(QUESTIONS ON THE MATERIAL):
a - In the passage on anal gland abscesses in dogs, what does veterinarian Randy Pitcairn report as the most common symptom of an anal gland abscess?
b - From the passage on anal gland abscesses in dogs, quote the section that opens with the words containing "Because an abscess" and closes with "foul, fecal smell.".

(PASSAGE FOR REVIEW):
--------------------------------

Because an abscess is an infection, it gets worse over time. Knowing the symptoms of anal gland abscesses can help you get your dog prompt treatment. Dogs with anal gland abscesses frequently scoot their rears on the ground or repeatedly lick their anuses, according to Doctors Foster and Smith Pet Education. Defecation can become painful, resulting in straining or whining. If the infection is severe, you may notice swelling, redness or oozing near the anus. Veterinarian Randy Pitcairn reports that the most common symptom of an anal gland abscess is a foul, fecal smell.
Anal Gland Drainage
Anal glands develop abscesses only when they have become clogged with too much fluid. "The Dog Owner's Home Veterinary Handbook" points out that, much like a rotten tooth that has developed an abscess, the source of the infection needs to be removed before treatment will be effective. Ask your vet to drain your dog's anal glands. This simple procedure takes only a few moments. Your vet will firmly massage around your dog's anus to express the anal fluid. If the abscess is minor, simply draining the anal glands will be sufficient to treat it. If the abscess is severe, your veterinarian may forgo draining your dog's anal glands and instead lance the abscess.

--------------------------------

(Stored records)
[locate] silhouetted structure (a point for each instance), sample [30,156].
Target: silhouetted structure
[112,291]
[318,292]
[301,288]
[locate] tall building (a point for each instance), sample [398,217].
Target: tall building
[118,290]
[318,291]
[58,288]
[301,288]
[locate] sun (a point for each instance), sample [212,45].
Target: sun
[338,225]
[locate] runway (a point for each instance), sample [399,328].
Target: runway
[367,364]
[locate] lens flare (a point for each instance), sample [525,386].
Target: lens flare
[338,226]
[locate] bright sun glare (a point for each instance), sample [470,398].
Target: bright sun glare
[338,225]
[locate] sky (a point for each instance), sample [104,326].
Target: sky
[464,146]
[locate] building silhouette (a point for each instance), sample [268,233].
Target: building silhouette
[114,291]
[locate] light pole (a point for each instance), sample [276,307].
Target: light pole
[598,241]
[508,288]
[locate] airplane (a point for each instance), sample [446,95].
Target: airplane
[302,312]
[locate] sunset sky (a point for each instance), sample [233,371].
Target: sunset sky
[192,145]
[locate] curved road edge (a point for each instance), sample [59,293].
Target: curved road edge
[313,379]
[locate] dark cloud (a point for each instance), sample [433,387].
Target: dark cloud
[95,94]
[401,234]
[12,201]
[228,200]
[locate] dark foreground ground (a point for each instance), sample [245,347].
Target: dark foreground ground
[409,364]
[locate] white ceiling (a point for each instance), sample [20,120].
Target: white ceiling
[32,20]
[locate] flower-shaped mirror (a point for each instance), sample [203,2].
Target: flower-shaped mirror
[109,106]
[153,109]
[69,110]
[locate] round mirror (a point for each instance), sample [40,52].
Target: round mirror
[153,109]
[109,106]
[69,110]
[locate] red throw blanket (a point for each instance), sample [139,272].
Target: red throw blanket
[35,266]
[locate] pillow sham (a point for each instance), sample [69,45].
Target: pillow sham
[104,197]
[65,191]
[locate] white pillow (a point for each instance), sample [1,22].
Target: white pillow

--------------------------------

(ANSWER SET):
a - A foul, fecal smell.

b -
Because an abscess is an infection, it gets worse over time. Knowing the symptoms of anal gland abscesses can help you get your dog prompt treatment. Dogs with anal gland abscesses frequently scoot their rears on the ground or repeatedly lick their anuses, according to Doctors Foster and Smith Pet Education. Defecation can become painful, resulting in straining or whining. If the infection is severe, you may notice swelling, redness or oozing near the anus. Veterinarian Randy Pitcairn reports that the most common symptom of an anal gland abscess is a foul, fecal smell.